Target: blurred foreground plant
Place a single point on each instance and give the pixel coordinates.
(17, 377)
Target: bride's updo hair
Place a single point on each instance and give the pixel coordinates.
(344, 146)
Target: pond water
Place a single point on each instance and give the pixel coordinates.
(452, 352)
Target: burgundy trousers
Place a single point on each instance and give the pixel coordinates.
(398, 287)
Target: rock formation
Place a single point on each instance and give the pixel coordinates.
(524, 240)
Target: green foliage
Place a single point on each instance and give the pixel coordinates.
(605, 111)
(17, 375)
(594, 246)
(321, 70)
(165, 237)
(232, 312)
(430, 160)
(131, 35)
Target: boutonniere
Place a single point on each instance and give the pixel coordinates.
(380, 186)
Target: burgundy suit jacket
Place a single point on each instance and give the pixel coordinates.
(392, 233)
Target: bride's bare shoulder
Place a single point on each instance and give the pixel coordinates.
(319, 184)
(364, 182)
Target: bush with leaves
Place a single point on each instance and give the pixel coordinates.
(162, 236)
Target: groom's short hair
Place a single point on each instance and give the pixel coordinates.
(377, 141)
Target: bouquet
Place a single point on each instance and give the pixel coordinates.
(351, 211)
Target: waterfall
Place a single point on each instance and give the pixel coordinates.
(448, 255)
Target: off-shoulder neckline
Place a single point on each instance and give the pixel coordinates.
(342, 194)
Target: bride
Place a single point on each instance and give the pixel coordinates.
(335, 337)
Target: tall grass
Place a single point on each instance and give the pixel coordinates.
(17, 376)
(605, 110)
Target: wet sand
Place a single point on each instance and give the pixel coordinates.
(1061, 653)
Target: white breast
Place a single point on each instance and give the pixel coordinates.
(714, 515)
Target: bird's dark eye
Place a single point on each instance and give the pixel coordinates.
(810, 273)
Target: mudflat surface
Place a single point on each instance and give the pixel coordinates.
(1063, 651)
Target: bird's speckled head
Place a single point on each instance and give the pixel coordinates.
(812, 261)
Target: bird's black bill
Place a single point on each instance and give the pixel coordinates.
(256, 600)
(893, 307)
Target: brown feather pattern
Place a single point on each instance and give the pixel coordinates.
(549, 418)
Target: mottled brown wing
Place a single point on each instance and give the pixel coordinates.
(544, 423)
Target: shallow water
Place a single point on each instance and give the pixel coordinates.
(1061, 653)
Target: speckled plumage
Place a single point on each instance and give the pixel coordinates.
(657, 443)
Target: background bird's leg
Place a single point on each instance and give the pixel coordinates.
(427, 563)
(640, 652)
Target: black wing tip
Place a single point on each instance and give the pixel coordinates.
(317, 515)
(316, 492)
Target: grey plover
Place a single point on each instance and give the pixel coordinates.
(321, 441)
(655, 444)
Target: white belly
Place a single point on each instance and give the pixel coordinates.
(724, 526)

> _Task statement_
Convert every line of the material above into a Markdown table with two columns, Row and Line, numbering the rows in order and skipping any blank lines.

> _The reply_
| Row | Line |
|---|---|
| 1 | Target: blurred foreground plant |
| 2 | Place a single point on each instance and give the pixel coordinates. |
| 3 | (17, 377) |
| 4 | Target: bride's updo hair |
| 5 | Place a single point on each instance and give the pixel coordinates. |
| 6 | (344, 146) |
| 7 | Target: pond water |
| 8 | Place a single point on each instance and give the pixel coordinates. |
| 9 | (452, 352) |
| 10 | Target: burgundy trousers |
| 11 | Place a single point on each instance and give the pixel coordinates. |
| 12 | (398, 287) |
| 13 | Target: rock formation |
| 14 | Place a single point on each instance and give the pixel coordinates. |
| 15 | (524, 240) |
| 16 | Target: green foliage |
| 17 | Place a single point on each instance and give the pixel coordinates. |
| 18 | (605, 111) |
| 19 | (17, 375) |
| 20 | (594, 246) |
| 21 | (321, 70) |
| 22 | (165, 237) |
| 23 | (232, 312) |
| 24 | (430, 160) |
| 25 | (131, 35) |
| 26 | Target: boutonniere |
| 27 | Place a single point on each instance and give the pixel coordinates. |
| 28 | (380, 186) |
| 29 | Target: burgundy suit jacket |
| 30 | Place a single point on each instance and give the pixel coordinates. |
| 31 | (392, 233) |
| 32 | Target: bride's bare shoulder |
| 33 | Place a single point on each instance and give the pixel coordinates. |
| 34 | (319, 184) |
| 35 | (364, 182) |
| 36 | Target: bush with leaves |
| 37 | Place a single point on each instance and give the pixel coordinates. |
| 38 | (162, 236) |
| 39 | Target: groom's short hair |
| 40 | Place a single point on each instance and give the pixel coordinates. |
| 41 | (377, 141) |
| 42 | Target: bouquet |
| 43 | Place a single point on each instance and give the pixel coordinates. |
| 44 | (351, 211) |
| 45 | Target: waterfall |
| 46 | Place a single point on each instance and give the pixel coordinates. |
| 47 | (448, 255) |
| 48 | Target: off-shoulder neckline |
| 49 | Place a single point on each instance and give the pixel coordinates. |
| 50 | (342, 194) |
| 51 | Target: bride |
| 52 | Place a single point on each instance and give the pixel coordinates. |
| 53 | (335, 337) |
| 54 | Target: tall grass |
| 55 | Place a single point on each instance and give the pixel coordinates. |
| 56 | (17, 376) |
| 57 | (605, 110) |
| 58 | Target: wet sand |
| 59 | Place a single point on each instance and give the pixel coordinates. |
| 60 | (1061, 653) |
| 61 | Target: white breast |
| 62 | Place a single point on each instance and give the pixel coordinates. |
| 63 | (714, 515) |
| 64 | Target: bird's dark eye |
| 65 | Place a single point on each instance and give the pixel coordinates. |
| 66 | (810, 273) |
| 67 | Target: mudflat surface |
| 68 | Place a single point on each instance and give the pixel coordinates. |
| 69 | (1063, 651) |
| 70 | Target: bird's speckled head |
| 71 | Place a single point on each instance and give the pixel coordinates. |
| 72 | (812, 261) |
| 73 | Target: bird's black bill |
| 74 | Place a single point on each instance and give the pixel coordinates. |
| 75 | (256, 600) |
| 76 | (893, 307) |
| 77 | Target: brown feather pattern |
| 78 | Place a single point on each instance and give the pixel coordinates. |
| 79 | (549, 418) |
| 80 | Target: mottled brown wing |
| 81 | Place a single point on each instance and give the pixel coordinates. |
| 82 | (544, 423) |
| 83 | Target: shallow water |
| 84 | Place a single point on each instance and give the pixel coordinates. |
| 85 | (1061, 653) |
| 86 | Target: speckled plumage |
| 87 | Place a single point on each instance and give the pixel coordinates. |
| 88 | (657, 443) |
| 89 | Target: background bird's leg |
| 90 | Place a single point on each instance and give the pixel coordinates. |
| 91 | (427, 563) |
| 92 | (640, 652) |
| 93 | Target: black wing tip |
| 94 | Place a single point on each instance and give the pixel coordinates. |
| 95 | (317, 515) |
| 96 | (316, 492) |
| 97 | Target: grey plover |
| 98 | Place a single point on each instance and give the pixel coordinates. |
| 99 | (321, 441) |
| 100 | (655, 444) |
| 101 | Target: white belly |
| 102 | Place a single point on each instance and give the pixel coordinates. |
| 103 | (724, 526) |